- Given text -
Although the flame retardant mixture of the invention is fairly efficient, 
it is frequently desirable to enhance its effectiveness by including one 
or more synergists, such as the synergists conventionally used with 
halogenated flame retardants. These synergists include, e.g., zinc borate, 
sodium tetraborate, lead arsenate, etc., but are more commonly compounds, 
such as oxides, sulfides, or organic acid salts, of antimony, arsenic, or 
bismuth. The preferred synergist for use in the compositions of the 
invention is antimony trioxide. When a synergist is employed, it is 
usually used in an amount such as to provide a flame retardant/synergist 
weight ratio of about 1-4.5/1, preferably about 2/1.

- Data -
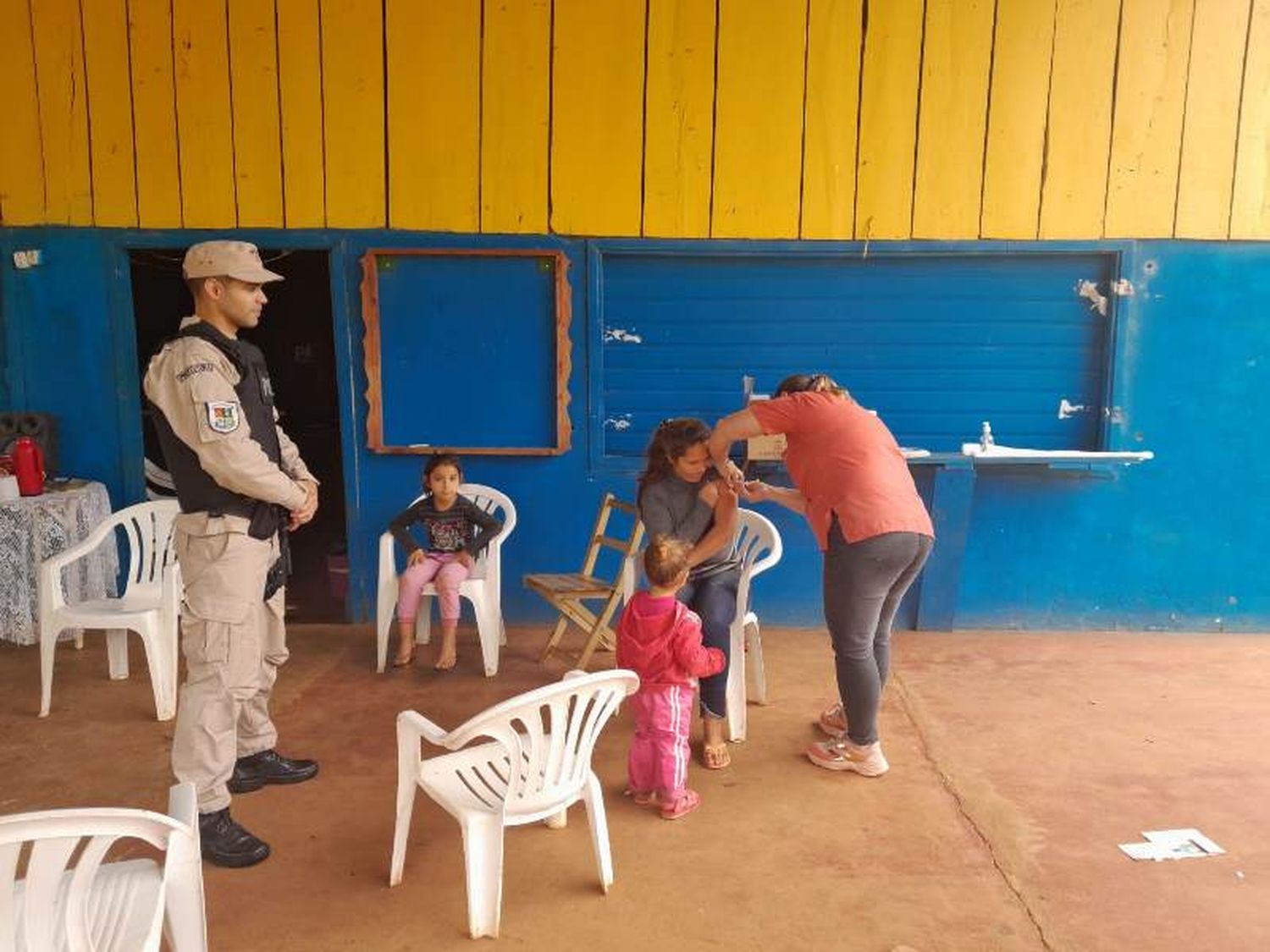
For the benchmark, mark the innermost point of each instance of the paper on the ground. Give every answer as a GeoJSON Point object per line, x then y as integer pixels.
==
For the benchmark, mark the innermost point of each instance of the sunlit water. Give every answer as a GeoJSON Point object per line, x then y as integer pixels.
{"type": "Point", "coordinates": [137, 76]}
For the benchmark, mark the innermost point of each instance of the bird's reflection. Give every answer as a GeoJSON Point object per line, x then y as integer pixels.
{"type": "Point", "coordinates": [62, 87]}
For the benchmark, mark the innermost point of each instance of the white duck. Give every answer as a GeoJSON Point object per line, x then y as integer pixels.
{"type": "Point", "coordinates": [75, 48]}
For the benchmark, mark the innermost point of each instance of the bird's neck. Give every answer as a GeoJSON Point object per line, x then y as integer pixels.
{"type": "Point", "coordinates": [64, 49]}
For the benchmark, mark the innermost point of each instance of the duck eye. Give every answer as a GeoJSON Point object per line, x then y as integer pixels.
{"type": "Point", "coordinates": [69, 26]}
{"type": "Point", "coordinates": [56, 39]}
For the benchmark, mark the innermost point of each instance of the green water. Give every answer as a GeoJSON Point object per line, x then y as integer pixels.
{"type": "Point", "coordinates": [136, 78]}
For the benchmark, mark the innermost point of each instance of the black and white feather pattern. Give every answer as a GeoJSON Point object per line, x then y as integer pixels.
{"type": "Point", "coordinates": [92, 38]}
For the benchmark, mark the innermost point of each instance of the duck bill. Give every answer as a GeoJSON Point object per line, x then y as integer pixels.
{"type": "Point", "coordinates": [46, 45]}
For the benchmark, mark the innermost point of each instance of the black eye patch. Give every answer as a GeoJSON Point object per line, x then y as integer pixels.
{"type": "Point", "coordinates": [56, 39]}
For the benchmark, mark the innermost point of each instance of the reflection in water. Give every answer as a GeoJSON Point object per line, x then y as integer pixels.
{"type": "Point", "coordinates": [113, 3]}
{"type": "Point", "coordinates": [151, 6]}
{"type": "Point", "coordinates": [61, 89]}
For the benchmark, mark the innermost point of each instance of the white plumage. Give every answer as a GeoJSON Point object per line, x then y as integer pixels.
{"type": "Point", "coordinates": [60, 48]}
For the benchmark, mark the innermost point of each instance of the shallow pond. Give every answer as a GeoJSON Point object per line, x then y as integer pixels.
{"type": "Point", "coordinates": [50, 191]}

- Exercise task -
Duplicate the flame retardant synergist text in full, word for word. Nothing in the listing matters for this work.

- Result of the task -
Although the flame retardant mixture of the invention is fairly efficient, 
it is frequently desirable to enhance its effectiveness by including one 
or more synergists, such as the synergists conventionally used with 
halogenated flame retardants. These synergists include, e.g., zinc borate, 
sodium tetraborate, lead arsenate, etc., but are more commonly compounds, 
such as oxides, sulfides, or organic acid salts, of antimony, arsenic, or 
bismuth. The preferred synergist for use in the compositions of the 
invention is antimony trioxide. When a synergist is employed, it is 
usually used in an amount such as to provide a flame retardant/synergist 
weight ratio of about 1-4.5/1, preferably about 2/1.